**Problem description**: Start at the line in the entries below that contains "Target: white sneaker", stop at the line that contains "Locate the flag", and output exactly the lines in that span, both ends included.

[Records from a data source]
--------

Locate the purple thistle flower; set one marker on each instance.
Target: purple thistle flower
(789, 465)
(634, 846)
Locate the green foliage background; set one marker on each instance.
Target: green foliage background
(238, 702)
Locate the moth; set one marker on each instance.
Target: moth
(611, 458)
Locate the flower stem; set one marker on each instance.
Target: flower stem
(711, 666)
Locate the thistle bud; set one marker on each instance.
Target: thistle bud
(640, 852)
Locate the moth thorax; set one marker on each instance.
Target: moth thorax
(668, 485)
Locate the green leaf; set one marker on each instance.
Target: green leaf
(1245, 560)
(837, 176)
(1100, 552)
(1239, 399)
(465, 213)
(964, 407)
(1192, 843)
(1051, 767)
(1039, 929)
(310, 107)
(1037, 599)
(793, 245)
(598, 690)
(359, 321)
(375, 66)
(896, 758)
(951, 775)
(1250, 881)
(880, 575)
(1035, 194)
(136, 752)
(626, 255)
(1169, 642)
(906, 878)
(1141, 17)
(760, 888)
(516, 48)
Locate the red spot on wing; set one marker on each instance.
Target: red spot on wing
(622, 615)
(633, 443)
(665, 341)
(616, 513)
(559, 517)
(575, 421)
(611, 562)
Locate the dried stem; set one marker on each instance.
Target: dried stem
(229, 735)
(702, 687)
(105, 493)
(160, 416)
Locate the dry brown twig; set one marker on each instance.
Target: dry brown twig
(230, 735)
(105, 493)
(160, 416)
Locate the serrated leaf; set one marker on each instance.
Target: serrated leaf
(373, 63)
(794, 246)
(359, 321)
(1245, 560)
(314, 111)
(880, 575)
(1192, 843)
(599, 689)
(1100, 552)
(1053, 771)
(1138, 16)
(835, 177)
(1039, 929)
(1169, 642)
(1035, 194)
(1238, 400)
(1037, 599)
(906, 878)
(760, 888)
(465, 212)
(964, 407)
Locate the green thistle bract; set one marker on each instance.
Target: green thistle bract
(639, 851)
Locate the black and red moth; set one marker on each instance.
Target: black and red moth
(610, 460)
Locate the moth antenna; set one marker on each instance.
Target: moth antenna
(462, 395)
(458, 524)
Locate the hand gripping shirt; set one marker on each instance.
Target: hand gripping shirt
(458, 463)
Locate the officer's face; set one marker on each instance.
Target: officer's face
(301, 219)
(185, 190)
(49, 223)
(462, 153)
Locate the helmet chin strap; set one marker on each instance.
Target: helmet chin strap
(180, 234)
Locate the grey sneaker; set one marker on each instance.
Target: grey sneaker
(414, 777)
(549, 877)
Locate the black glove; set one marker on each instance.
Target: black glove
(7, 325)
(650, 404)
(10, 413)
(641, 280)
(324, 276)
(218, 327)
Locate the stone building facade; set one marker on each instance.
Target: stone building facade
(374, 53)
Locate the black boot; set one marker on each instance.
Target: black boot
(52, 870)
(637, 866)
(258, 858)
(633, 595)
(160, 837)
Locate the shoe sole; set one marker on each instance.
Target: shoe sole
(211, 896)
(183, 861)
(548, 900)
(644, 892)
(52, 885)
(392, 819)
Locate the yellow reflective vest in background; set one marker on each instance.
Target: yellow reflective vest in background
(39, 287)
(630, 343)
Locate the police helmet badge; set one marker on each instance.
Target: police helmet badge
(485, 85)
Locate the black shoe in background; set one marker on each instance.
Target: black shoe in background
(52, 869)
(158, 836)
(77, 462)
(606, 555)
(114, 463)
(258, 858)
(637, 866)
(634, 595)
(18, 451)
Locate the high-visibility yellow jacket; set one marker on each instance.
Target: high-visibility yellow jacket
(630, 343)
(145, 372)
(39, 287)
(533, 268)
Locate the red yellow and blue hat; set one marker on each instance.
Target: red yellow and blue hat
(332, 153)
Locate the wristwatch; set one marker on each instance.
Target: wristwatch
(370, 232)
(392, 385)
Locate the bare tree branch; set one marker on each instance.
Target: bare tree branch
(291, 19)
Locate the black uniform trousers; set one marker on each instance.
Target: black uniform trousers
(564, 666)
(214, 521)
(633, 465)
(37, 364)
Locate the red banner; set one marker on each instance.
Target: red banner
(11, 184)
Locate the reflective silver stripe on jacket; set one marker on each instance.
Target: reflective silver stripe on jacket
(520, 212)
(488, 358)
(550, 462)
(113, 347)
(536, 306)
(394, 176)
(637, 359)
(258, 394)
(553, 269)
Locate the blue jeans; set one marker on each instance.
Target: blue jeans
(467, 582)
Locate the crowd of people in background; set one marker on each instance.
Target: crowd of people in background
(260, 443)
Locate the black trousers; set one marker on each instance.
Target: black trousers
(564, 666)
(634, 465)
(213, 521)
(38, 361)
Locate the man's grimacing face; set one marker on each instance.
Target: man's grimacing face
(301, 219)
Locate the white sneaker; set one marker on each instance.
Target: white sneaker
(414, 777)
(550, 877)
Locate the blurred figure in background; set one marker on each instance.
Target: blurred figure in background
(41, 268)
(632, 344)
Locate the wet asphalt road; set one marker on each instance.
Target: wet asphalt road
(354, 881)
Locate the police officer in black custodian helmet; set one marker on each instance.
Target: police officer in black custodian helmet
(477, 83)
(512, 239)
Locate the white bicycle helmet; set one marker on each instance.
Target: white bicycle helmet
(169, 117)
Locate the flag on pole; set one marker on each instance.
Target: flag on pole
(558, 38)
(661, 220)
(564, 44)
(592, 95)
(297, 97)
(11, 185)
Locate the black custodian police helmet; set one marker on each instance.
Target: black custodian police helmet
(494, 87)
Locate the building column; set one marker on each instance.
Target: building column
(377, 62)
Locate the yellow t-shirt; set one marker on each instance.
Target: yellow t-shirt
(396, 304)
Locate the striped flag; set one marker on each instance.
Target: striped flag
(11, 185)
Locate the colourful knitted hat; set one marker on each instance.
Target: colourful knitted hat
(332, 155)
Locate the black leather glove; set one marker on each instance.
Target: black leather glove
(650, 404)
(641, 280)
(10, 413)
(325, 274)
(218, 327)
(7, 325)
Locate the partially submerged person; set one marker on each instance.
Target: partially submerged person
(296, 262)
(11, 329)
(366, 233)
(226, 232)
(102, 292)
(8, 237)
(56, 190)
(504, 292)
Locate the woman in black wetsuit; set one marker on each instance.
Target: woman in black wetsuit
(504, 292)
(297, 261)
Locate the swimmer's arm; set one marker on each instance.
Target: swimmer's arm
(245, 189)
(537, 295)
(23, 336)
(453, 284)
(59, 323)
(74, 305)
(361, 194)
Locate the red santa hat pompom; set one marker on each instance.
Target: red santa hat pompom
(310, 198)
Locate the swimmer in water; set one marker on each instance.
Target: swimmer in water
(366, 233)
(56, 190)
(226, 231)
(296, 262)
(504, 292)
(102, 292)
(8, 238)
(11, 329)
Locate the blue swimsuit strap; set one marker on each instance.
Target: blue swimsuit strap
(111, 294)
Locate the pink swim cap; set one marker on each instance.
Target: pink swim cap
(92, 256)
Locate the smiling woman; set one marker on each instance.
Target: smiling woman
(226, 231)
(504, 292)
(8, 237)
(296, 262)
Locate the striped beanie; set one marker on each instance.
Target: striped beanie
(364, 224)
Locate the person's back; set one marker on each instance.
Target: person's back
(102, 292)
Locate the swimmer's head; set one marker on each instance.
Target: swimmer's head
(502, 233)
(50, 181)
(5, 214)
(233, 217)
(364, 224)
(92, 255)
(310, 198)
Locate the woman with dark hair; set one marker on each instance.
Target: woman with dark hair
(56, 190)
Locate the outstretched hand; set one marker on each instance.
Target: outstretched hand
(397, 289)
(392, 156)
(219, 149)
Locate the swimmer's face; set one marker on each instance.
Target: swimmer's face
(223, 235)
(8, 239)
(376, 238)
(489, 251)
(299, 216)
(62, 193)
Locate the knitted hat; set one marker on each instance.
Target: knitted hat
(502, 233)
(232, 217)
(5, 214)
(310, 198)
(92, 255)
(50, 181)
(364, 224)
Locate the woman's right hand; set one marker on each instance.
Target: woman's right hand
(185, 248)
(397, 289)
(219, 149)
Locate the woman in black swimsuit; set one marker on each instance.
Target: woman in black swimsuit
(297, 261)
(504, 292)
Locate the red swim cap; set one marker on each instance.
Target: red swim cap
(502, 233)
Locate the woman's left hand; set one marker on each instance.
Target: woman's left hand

--------

**Result of this exercise**:
Target: white sneaker
(414, 777)
(550, 877)
Locate the blurred figure in background; set one marker on each instance.
Target: blurred figure in background
(41, 268)
(632, 344)
Locate the wet asphalt road; set one marker on each instance.
Target: wet asphalt road
(354, 881)
Locate the police officer in black custodian helmet; set one marker on each instance.
Target: police officer in black custodian helmet
(477, 83)
(512, 239)
Locate the white bicycle helmet; set one marker on each instance.
Target: white bicycle helmet
(169, 117)
Locate the flag on pole; set one marker on each instance.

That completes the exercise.